# WORK REQUIRED
Pick out each line of the data below that contains the word "column", and copy those lines.

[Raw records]
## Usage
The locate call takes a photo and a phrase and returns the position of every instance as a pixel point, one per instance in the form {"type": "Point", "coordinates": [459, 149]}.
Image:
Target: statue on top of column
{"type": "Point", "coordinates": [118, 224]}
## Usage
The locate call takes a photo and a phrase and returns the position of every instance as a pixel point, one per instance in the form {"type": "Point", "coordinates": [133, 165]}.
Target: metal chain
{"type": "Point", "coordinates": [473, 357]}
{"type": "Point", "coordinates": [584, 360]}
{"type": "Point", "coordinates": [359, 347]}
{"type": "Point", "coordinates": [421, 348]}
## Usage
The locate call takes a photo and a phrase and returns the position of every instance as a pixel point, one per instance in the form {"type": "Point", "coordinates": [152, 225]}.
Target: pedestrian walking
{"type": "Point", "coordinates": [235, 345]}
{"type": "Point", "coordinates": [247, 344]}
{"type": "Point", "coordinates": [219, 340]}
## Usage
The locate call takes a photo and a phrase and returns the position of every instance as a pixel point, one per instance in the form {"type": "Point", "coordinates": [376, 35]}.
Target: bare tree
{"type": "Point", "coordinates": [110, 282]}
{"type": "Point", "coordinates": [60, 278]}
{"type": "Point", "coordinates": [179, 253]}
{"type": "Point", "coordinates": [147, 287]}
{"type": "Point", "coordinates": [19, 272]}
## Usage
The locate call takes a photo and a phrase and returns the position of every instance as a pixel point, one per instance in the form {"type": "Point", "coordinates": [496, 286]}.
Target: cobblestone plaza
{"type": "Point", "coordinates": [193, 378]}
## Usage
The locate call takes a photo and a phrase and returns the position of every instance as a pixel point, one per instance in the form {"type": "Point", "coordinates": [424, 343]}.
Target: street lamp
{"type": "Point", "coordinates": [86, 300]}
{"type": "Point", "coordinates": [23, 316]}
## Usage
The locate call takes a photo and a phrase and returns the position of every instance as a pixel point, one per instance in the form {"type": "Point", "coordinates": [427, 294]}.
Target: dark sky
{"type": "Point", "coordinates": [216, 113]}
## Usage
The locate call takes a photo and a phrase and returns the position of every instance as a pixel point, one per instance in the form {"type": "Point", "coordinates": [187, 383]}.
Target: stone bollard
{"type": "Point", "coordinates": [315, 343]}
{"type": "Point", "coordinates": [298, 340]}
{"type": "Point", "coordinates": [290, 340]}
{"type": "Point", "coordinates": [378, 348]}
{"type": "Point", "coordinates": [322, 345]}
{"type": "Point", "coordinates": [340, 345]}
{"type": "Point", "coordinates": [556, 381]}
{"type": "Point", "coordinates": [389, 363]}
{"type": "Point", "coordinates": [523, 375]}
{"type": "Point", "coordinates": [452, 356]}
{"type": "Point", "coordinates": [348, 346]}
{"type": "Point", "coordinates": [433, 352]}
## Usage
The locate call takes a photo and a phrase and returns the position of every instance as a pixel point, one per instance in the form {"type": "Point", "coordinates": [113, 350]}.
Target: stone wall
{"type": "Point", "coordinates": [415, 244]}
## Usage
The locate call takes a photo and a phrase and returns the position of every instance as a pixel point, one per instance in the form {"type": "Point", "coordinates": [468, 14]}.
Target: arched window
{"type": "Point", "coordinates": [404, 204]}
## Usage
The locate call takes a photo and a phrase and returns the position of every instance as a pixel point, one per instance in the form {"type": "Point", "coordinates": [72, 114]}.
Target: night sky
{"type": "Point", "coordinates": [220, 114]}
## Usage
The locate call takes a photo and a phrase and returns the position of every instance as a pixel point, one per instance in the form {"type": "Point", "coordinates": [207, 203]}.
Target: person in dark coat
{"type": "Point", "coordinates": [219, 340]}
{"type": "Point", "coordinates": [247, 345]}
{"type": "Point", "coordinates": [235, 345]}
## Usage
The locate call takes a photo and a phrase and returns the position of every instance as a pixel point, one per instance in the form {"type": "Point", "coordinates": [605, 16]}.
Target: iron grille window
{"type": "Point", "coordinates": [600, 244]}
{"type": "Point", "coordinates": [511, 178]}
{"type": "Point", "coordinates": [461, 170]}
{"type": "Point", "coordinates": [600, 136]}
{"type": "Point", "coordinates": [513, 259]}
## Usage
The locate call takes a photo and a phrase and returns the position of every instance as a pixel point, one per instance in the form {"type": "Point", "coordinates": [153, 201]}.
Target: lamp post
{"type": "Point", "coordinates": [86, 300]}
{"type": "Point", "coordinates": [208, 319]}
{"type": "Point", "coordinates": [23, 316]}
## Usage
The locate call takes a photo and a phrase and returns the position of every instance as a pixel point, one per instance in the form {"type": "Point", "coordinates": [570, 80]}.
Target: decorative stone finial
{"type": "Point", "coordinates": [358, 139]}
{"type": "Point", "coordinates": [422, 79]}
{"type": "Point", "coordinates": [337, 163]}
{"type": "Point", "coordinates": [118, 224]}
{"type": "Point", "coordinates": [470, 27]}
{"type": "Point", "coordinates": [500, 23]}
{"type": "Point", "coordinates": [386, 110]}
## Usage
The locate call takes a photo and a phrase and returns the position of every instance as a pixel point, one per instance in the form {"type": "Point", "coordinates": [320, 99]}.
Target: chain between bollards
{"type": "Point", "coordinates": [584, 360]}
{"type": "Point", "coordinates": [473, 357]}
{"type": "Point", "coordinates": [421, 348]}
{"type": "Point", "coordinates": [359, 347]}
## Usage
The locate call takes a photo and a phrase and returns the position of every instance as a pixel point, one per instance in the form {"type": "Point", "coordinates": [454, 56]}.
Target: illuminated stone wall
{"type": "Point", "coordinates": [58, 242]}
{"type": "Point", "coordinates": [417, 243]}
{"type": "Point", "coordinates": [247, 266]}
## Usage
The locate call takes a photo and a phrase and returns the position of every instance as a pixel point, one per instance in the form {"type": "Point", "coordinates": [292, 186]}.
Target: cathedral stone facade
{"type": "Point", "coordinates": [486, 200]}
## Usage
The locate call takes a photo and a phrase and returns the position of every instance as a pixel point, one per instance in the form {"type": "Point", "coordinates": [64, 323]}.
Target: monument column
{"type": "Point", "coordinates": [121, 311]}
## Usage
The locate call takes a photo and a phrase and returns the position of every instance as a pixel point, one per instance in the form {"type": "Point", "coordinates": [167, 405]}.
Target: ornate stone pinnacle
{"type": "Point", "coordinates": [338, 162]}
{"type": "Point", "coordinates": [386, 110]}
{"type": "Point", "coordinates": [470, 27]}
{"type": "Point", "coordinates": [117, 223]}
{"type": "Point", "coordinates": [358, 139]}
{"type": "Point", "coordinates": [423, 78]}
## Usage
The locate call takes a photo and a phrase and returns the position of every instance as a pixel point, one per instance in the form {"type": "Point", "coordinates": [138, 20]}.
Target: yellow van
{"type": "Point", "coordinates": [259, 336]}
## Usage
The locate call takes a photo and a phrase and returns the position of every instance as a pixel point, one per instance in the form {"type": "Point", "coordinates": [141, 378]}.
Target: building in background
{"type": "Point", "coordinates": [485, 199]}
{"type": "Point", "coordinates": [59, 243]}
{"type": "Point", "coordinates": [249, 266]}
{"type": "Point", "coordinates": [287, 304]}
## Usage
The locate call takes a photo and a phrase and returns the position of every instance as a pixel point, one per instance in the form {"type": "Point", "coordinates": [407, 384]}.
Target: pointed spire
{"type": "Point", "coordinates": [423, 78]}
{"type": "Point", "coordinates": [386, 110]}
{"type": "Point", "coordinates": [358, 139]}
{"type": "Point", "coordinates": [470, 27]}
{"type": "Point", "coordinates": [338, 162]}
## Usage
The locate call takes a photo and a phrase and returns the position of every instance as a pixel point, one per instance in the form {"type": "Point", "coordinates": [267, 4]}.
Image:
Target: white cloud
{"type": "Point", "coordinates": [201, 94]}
==
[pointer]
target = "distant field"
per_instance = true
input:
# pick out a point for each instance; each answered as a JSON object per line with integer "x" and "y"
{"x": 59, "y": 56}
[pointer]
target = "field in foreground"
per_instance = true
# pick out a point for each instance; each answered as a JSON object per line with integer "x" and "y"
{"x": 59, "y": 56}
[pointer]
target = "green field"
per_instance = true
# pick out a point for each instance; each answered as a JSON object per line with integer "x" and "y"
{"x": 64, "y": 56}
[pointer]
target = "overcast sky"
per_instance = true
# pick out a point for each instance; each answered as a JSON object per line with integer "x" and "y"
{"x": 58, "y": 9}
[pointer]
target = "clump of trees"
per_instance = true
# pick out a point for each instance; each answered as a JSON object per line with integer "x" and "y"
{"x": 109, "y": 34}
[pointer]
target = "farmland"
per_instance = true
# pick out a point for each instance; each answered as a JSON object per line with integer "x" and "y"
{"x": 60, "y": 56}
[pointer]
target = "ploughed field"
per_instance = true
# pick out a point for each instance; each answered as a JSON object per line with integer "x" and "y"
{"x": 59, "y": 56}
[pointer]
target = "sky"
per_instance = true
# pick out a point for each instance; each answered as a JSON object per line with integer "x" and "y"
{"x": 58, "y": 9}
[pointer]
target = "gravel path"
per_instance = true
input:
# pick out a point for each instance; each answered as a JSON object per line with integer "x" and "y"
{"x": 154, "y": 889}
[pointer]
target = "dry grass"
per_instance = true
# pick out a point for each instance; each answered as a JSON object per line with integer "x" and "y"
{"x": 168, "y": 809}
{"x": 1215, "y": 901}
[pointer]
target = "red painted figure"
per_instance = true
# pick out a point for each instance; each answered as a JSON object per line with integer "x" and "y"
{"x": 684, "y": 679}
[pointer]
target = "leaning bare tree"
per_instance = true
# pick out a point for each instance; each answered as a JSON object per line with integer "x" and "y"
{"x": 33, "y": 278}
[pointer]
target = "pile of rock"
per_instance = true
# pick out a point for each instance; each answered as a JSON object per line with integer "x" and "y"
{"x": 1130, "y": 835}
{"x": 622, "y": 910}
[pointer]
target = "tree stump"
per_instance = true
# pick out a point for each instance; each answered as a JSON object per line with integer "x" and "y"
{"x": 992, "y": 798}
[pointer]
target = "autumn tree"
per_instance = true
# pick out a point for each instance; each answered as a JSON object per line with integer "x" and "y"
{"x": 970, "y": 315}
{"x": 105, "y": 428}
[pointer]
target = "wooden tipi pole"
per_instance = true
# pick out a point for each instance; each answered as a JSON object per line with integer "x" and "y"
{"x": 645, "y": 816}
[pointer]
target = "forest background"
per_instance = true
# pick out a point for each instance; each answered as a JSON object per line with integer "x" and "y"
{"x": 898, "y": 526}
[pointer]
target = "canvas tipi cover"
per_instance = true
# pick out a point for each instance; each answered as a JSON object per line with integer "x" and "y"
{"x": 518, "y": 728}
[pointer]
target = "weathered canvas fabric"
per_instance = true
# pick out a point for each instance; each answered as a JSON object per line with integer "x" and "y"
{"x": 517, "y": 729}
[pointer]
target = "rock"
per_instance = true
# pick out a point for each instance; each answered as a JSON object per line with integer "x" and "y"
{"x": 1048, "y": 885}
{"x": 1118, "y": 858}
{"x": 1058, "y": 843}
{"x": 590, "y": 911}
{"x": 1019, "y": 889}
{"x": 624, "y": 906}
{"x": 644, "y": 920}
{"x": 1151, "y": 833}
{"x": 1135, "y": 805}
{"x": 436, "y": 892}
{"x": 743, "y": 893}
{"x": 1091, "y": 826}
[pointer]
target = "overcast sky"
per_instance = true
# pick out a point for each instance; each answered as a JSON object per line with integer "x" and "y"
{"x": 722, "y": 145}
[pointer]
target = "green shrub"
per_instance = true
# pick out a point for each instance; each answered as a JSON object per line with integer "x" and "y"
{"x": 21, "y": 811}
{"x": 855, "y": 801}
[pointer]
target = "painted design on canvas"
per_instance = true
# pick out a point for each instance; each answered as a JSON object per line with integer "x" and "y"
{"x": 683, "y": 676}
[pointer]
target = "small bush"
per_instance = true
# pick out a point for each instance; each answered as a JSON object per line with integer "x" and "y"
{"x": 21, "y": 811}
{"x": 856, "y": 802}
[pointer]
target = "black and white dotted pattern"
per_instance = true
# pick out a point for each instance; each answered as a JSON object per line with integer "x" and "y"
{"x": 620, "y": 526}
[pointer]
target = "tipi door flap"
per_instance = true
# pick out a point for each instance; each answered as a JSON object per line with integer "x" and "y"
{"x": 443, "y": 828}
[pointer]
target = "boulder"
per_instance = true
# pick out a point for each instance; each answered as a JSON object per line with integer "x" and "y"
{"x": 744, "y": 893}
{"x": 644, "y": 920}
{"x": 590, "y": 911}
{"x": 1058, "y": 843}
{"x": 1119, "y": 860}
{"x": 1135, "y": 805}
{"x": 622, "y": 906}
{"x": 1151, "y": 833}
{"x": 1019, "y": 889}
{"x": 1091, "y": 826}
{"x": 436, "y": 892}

# EXERCISE ANSWER
Target: statue on top of column
Target: monument column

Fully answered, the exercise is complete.